* **Objective**:
Put every line of the entries below into a JSON list of strings, one string per line, and omit any blank lines.

_ _ _ _

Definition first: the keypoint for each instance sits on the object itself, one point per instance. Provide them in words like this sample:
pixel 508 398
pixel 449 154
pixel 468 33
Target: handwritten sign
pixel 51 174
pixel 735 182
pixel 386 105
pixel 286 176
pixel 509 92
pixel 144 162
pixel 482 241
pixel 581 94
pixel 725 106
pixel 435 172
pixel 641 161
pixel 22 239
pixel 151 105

_ _ _ _

* **Result below**:
[
  "Definition first: the keypoint for each instance sits on the object itself, one point per instance. Provide them in words like this sample:",
  "pixel 508 398",
  "pixel 449 154",
  "pixel 468 33",
  "Target: handwritten sign",
  "pixel 51 174",
  "pixel 735 182",
  "pixel 386 105",
  "pixel 286 176",
  "pixel 509 92",
  "pixel 144 162",
  "pixel 482 241",
  "pixel 581 94",
  "pixel 725 106",
  "pixel 435 172",
  "pixel 641 161",
  "pixel 22 239",
  "pixel 151 105"
]